# [Task details]
Gather every line of the listing below that contains the string "black", treating uppercase and lowercase letters as different.

# [Task data]
—————

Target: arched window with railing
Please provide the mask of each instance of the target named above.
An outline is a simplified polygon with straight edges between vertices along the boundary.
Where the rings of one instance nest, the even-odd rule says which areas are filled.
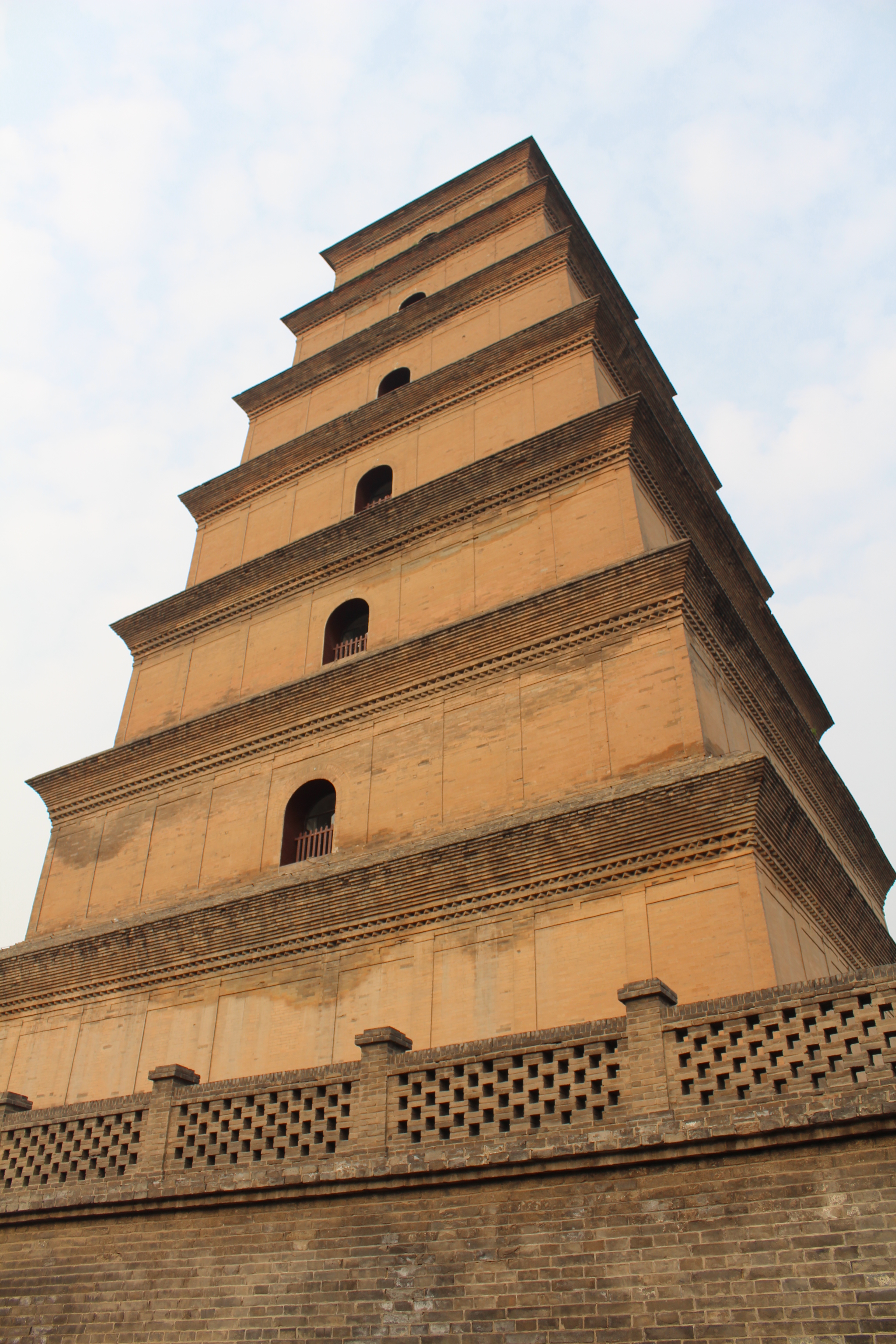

—————

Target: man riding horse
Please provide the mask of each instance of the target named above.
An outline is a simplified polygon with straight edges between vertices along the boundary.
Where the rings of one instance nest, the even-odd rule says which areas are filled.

—————

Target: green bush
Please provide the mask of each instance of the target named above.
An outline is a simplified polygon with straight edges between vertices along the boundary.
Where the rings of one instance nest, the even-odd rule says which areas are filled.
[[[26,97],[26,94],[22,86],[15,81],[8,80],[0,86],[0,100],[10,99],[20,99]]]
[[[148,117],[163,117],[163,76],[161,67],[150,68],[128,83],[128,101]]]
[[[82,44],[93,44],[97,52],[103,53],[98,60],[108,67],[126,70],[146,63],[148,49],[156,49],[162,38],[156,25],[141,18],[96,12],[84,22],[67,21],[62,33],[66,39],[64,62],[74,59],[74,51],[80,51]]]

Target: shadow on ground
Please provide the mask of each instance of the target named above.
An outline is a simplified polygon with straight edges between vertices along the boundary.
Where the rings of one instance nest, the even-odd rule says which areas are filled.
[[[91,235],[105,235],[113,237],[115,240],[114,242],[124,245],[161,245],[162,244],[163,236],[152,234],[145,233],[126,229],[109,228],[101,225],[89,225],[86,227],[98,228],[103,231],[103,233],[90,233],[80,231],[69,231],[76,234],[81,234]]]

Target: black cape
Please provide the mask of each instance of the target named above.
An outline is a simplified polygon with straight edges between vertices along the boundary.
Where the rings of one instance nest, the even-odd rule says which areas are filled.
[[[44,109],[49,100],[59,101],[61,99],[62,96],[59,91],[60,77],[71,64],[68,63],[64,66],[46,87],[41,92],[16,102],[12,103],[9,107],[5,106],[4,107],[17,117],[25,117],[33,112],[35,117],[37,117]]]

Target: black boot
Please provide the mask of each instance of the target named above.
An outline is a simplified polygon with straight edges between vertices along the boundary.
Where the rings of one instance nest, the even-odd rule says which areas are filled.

—————

# [Finished answer]
Target: black cape
Target: black boot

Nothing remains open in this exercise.